(TO BE DONE)
Arrange every line of the material below into a numbered list, skipping any blank lines. Leave the pictures out of your answer.
BEGIN DATA IN THIS EXERCISE
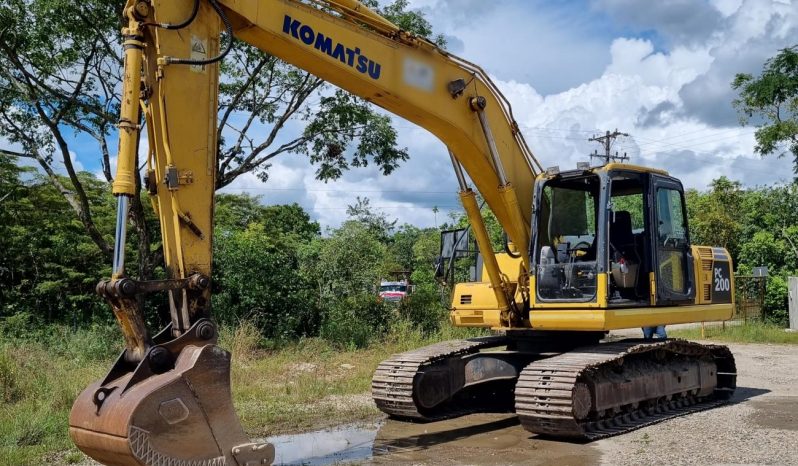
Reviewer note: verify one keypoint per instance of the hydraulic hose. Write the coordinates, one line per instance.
(228, 28)
(181, 24)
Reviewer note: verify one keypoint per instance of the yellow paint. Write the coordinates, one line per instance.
(613, 319)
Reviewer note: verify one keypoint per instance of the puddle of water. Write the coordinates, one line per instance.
(341, 445)
(476, 439)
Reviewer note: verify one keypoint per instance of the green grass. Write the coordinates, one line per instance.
(299, 386)
(38, 383)
(753, 332)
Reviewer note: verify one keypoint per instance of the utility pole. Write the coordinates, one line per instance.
(606, 141)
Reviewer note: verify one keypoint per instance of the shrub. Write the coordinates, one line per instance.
(424, 309)
(356, 321)
(775, 307)
(258, 280)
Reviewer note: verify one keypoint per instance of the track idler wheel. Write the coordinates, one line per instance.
(182, 416)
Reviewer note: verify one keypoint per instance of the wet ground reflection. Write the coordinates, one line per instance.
(474, 439)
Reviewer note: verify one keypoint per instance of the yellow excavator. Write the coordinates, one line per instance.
(589, 249)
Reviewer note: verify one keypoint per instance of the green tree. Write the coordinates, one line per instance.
(48, 264)
(235, 212)
(714, 215)
(60, 75)
(258, 278)
(772, 97)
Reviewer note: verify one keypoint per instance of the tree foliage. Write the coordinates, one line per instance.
(772, 97)
(60, 70)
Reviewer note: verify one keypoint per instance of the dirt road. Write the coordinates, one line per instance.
(760, 426)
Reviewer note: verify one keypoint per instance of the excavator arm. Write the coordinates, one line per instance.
(167, 398)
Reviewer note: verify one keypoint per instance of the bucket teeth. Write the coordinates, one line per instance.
(183, 417)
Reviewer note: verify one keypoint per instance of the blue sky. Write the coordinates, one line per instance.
(659, 71)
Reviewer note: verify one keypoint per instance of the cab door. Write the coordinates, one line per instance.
(673, 259)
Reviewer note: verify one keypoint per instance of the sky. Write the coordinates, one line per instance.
(657, 70)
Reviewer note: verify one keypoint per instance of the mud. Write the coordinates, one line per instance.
(480, 439)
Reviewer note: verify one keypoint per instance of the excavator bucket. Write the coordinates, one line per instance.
(183, 416)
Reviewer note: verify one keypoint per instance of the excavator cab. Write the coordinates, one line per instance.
(613, 236)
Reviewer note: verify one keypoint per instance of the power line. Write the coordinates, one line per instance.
(606, 141)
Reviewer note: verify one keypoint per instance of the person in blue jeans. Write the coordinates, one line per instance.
(651, 332)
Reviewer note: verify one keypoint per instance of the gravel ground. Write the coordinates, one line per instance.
(759, 427)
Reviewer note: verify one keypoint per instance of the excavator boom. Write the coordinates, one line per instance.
(167, 398)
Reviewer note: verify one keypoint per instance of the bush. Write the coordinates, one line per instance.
END DATA IN THIS EXERCISE
(ANSWER FOR THIS EXERCISE)
1. Reviewer note: verify one keypoint per instance of the hydraulic hose. Write the coordinates, one line per instance.
2. (228, 28)
3. (181, 24)
4. Reviewer note: verify one keypoint per instance of the yellow paint. Write the coordinates, one line per instance.
5. (613, 319)
6. Reviewer note: verify one keypoint per instance of the puddle of water. Write the coordinates, one line per instance.
7. (341, 445)
8. (476, 439)
9. Reviewer note: verify one keypoint per instance of the green grass. Write the coordinates, one line per instance.
10. (299, 386)
11. (38, 383)
12. (753, 332)
13. Reviewer note: verify one keypoint per instance of the utility pole. Write the coordinates, one line per instance.
14. (606, 141)
15. Reviewer note: verify one keypoint per instance of the shrub. Write the coordinates, one line per instance.
16. (424, 309)
17. (356, 321)
18. (775, 307)
19. (258, 280)
20. Reviewer note: verify one keypoint per instance of the track idler wheel. Write the coordinates, one line per instance.
21. (182, 416)
22. Reviewer note: verify one keypoint per instance of the wet ground reflection. Write the coordinates, one line per instance.
23. (474, 439)
24. Reviewer note: verify one keypoint per instance of the yellow excavator. Write the coordinates, one line per instance.
25. (589, 249)
26. Reviewer note: verify one keypoint per instance of the green tree. Write the coordinates, one line per instance.
27. (48, 264)
28. (235, 212)
29. (714, 215)
30. (60, 75)
31. (258, 278)
32. (772, 97)
33. Reviewer note: verify one keypoint per instance of the tree foliage. Write the coordinates, one line per instance.
34. (772, 97)
35. (60, 70)
36. Reviewer note: verify one keypoint per instance of the dirt road. Write the coordinates, one line per instance.
37. (760, 426)
38. Reviewer note: verify one keypoint per instance of the excavator arm. Write the coordinates, one line per instance.
39. (167, 398)
40. Reviewer note: verify one keypoint per instance of the bucket teeth. Write the coordinates, one line per instance.
41. (183, 417)
42. Reviewer note: verify one keypoint per instance of the blue sky. Write the coordinates, one line per instance.
43. (659, 71)
44. Reviewer note: verify one keypoint per instance of the cab door. Write the coordinates, one line per instance.
45. (673, 259)
46. Reviewer note: verify one keypoint per instance of the sky. Write the coordinates, one line per instance.
47. (657, 70)
48. Reviewer note: verify one keypoint per instance of the mud. Write the coordinates, one line per instance.
49. (480, 439)
50. Reviewer note: verify one keypoint per instance of the excavator bucket. Write the coordinates, one line per instance.
51. (183, 416)
52. Reviewer note: verify one keypoint per instance of the excavator cab. Write the coordinates, one line per instance.
53. (613, 236)
54. Reviewer note: verify one keypoint per instance of the power line. Write the coordinates, one line per instance.
55. (606, 141)
56. Reviewer note: verify one keypoint per instance of the person in blue jeans. Write the coordinates, one line per instance.
57. (651, 332)
58. Reviewer note: verify one keypoint per instance of the gravel ground. Write the coordinates, one line per instance.
59. (759, 427)
60. Reviewer note: verify one keypoint per instance of the excavator boom. Write the coordinates, one line per instance.
61. (167, 398)
62. Reviewer note: verify one keypoint per instance of the bush. Write the coordinates, one line per instance.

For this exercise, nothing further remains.